= Extract =
There are some useful online fact-checking tools out there that you can use for free. In this post, we will take you through the process step by step. It will be better if you check out those tools while reading the post simultaneously. This way you will learn much faster.
This is not exactly a tool, but, this is the first rule of fact-checking. Crosschecking means verifying information by using different methods or sources. Double check everything. You may even consider checking your information triple or quadruple times, because that’s pretty much a standard procedure for fact-checking nowadays.
How can we do that? Well, start by going to the original source. Say, a screenshot of a tweet you may find suspicious. To ease the situation, you can directly go to the Twitter handle to see if that tweet actually exists. There are options in Twitter search system, to look for older stuff. We will get to it in the later part of the article.
You can always crosscheck almost everything with the help of the search engines. We will focus on Google as a search engine in our article. Few days back, AFP Fact Check uploaded a series of tutorial videos on how to do individual fact-checking. We will cite those videos a lot, but, there will be more to that for you.
Speaking of Google, it can be a great fact-checking tool itself, if you know how to use it, utilize its features perfectly. Anyone with a good editing skill can alter a photo in such a manner that it can quite be impossible to realize that the photo is photoshopped. To verify the content of an image, you can take help from Google.
If it’s about a location, like if you want to find out the location associated with the image in question is true, you can search the location on google. This will give you an idea, although it can be obscure. For example, a photo claims to be taken in Kabul, Afghanistan; you can google for the place to see how Kabul looks like. To be more specific, if the photo is taken in a rural area, you can search for “rural kabul” and have an idea how the rural Kabul looks like.
Another excellent source for authenticating an image is flags. Photos with flags are easier to work with, you will have to write down the flag description and color in Google. The results will meet your satisfaction. Or, if not, you can directly search for the flags of all countries. It’s no big deal, because the number of countries around the world is quite countable, isn’t it?
Google Maps, Google Street View
Location in a photo can be examined with the help of Google Maps, if the image contains, say, a shop sign, street sign etc. Zoom in to read the signs, and then search the texts on Google. Google will bring results with the location of that shop or street. Then, search for the location on Google Map. Your next step is to use the Google Street View option. Google takes photos of cities, towns, places, streets for its Maps, and the photos are regularly updated. With the exact location, you will see photos of those signs, or shops.
A photo can have foreign languages in it. If the writings are written in English alphabets, Google Translator can easily translate them. This greatly works for street signs, placards, shop names.
If the writing on the photo is in foreign alphabets, Google Translator still can help. There is a camera function in Translator. If you focus the camera on the text, translators will translate it in English.
Google Reverse Image Search
Fake images can be debunked with the help of google reverse image searching. We discussed the process in one of our early posts, but will wrap it up here once again.

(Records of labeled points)
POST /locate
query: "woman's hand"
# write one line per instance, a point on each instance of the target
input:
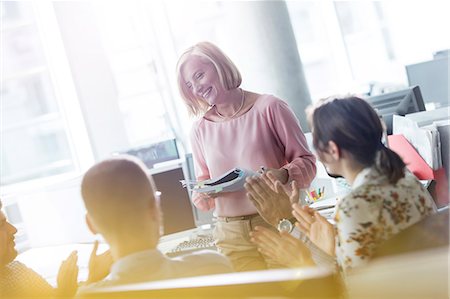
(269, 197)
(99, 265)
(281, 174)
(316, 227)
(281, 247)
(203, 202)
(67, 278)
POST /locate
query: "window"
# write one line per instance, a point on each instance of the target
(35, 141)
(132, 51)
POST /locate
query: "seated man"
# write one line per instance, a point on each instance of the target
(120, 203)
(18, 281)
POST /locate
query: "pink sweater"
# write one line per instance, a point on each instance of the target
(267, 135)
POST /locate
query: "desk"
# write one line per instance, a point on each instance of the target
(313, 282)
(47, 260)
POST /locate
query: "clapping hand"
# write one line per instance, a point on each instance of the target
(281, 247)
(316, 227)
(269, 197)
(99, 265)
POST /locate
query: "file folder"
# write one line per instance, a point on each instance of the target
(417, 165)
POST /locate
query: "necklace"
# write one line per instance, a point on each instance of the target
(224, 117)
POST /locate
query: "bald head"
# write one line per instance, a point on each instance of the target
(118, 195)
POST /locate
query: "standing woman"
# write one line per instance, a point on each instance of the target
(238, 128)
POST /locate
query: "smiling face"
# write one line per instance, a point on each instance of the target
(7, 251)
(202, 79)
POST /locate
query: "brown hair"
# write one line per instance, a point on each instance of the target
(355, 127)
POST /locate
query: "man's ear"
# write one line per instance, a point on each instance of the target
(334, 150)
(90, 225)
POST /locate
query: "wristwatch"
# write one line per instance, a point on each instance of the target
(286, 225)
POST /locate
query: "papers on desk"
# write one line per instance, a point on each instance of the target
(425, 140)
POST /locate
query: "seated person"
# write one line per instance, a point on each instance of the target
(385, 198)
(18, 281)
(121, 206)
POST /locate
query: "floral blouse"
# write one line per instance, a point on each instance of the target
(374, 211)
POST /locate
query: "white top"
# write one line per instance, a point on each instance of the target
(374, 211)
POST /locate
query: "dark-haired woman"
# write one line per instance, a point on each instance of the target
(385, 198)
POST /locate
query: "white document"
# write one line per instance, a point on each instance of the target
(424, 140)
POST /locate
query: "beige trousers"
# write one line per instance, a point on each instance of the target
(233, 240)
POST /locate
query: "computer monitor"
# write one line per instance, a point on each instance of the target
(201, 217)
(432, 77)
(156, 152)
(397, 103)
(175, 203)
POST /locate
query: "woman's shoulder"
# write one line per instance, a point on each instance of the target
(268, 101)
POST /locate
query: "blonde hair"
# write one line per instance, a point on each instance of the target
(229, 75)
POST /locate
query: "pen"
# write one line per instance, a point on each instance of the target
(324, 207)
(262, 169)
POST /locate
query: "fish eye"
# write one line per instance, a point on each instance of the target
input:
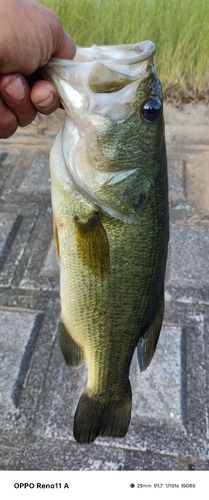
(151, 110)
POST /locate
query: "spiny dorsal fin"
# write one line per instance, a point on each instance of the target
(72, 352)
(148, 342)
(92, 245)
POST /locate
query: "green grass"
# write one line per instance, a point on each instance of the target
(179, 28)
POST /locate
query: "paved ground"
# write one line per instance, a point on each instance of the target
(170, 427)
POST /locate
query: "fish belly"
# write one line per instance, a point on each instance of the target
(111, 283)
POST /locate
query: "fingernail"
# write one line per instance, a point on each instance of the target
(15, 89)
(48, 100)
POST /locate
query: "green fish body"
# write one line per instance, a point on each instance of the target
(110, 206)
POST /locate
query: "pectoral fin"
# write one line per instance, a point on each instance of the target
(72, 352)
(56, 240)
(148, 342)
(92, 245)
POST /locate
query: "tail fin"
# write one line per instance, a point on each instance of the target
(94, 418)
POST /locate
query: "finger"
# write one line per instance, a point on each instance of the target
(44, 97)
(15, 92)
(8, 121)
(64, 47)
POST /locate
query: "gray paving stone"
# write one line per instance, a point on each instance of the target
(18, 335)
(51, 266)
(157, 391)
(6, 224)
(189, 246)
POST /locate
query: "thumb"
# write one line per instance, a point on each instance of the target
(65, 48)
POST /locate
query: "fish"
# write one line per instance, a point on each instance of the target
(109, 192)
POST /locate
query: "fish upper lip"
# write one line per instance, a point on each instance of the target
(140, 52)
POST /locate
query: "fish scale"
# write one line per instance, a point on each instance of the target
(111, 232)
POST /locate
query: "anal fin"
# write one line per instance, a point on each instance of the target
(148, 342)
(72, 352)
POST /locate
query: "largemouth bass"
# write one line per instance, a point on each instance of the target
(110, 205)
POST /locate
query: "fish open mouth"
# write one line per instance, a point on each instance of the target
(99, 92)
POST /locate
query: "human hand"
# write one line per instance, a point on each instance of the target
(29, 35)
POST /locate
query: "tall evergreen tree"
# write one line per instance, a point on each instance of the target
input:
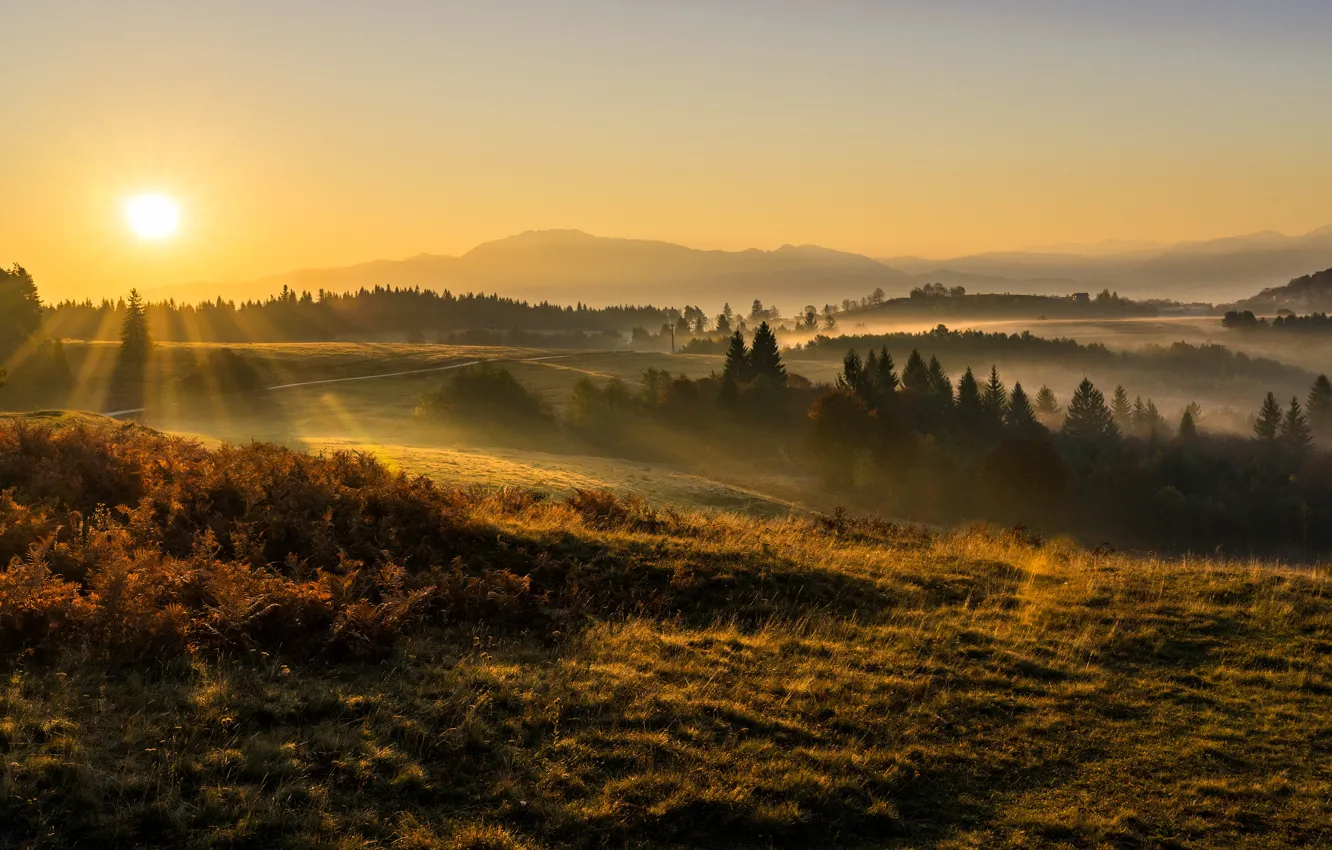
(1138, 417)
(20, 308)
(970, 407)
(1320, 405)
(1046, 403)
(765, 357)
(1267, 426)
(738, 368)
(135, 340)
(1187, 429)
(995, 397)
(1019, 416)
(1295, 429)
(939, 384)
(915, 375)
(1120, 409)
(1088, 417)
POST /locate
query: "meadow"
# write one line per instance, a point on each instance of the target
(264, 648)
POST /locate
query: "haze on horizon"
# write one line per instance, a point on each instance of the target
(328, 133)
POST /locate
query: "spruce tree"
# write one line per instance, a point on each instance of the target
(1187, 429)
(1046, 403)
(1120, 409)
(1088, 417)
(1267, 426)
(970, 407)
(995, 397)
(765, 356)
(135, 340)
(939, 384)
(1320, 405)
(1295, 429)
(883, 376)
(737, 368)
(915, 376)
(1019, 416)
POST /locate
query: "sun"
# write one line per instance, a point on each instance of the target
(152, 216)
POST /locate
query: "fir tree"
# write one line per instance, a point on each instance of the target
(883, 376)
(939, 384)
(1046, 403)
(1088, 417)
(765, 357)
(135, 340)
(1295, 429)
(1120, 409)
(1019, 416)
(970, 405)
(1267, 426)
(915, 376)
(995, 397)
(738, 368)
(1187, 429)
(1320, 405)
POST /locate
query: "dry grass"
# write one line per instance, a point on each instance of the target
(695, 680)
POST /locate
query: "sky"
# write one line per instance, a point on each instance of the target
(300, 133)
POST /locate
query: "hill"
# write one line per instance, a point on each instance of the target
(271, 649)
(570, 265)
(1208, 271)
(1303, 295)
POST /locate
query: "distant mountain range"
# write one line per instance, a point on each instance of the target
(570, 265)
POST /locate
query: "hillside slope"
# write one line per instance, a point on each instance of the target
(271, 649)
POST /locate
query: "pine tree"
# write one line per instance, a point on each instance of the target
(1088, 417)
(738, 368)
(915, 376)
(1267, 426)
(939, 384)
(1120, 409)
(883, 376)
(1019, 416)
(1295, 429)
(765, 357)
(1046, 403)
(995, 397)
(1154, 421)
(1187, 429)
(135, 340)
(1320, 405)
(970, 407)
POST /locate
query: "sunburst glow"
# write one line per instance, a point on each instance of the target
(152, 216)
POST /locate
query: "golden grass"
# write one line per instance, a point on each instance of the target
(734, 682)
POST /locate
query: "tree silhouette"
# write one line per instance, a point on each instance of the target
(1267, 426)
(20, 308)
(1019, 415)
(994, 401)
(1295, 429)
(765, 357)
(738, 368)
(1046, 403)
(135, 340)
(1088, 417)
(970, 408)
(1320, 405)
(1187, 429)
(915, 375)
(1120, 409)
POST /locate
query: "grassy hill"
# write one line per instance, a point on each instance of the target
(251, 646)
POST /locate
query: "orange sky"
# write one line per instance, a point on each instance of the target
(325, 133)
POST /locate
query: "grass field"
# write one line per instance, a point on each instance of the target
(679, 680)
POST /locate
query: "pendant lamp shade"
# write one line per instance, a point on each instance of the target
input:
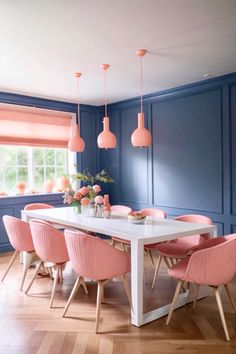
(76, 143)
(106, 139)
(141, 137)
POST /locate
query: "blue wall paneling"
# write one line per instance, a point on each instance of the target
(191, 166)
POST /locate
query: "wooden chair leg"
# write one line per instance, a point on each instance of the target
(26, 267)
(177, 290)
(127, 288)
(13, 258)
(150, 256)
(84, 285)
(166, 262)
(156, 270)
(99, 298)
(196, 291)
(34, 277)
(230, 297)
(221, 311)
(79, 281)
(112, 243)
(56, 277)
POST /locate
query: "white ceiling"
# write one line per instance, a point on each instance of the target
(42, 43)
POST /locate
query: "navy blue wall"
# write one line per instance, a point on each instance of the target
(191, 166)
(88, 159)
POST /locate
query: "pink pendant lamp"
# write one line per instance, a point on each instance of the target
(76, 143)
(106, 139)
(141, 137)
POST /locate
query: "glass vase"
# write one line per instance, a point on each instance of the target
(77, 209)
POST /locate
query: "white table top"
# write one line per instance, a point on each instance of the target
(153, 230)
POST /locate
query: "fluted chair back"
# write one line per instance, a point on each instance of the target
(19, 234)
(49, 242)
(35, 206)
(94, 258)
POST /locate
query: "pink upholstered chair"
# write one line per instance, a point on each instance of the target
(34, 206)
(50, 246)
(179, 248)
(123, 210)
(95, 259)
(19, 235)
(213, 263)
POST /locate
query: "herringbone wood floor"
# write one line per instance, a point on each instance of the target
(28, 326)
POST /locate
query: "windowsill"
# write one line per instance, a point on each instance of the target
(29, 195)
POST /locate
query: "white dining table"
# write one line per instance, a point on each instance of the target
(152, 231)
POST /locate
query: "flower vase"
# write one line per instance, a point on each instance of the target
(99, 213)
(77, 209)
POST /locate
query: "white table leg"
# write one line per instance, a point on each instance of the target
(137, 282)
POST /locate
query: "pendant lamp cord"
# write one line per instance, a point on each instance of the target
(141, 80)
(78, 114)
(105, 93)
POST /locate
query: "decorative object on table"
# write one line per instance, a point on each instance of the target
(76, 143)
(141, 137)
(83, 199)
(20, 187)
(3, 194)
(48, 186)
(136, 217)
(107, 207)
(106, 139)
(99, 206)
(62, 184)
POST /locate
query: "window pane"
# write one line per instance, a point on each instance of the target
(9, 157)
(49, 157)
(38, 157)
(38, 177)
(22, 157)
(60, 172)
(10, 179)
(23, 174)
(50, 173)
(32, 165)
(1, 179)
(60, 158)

= Parts of the exercise =
1) Update the fact-checking article starting with "If it’s about" and going on through "rural Kabul looks like.", changing "photo" to "picture".
2) Identify every line of the listing that contains the string "hand" and copy each one.
The article and the listing have no connection to each other.

= Per-task answers =
1)
If it’s about a location, like if you want to find out the location associated with the image in question is true, you can search the location on google. This will give you an idea, although it can be obscure. For example, a picture claims to be taken in Kabul, Afghanistan; you can google for the place to see how Kabul looks like. To be more specific, if the picture is taken in a rural area, you can search for “rural kabul” and have an idea how the rural Kabul looks like.

2)
query: "woman's hand"
query: "clapping hand"
query: "human hand"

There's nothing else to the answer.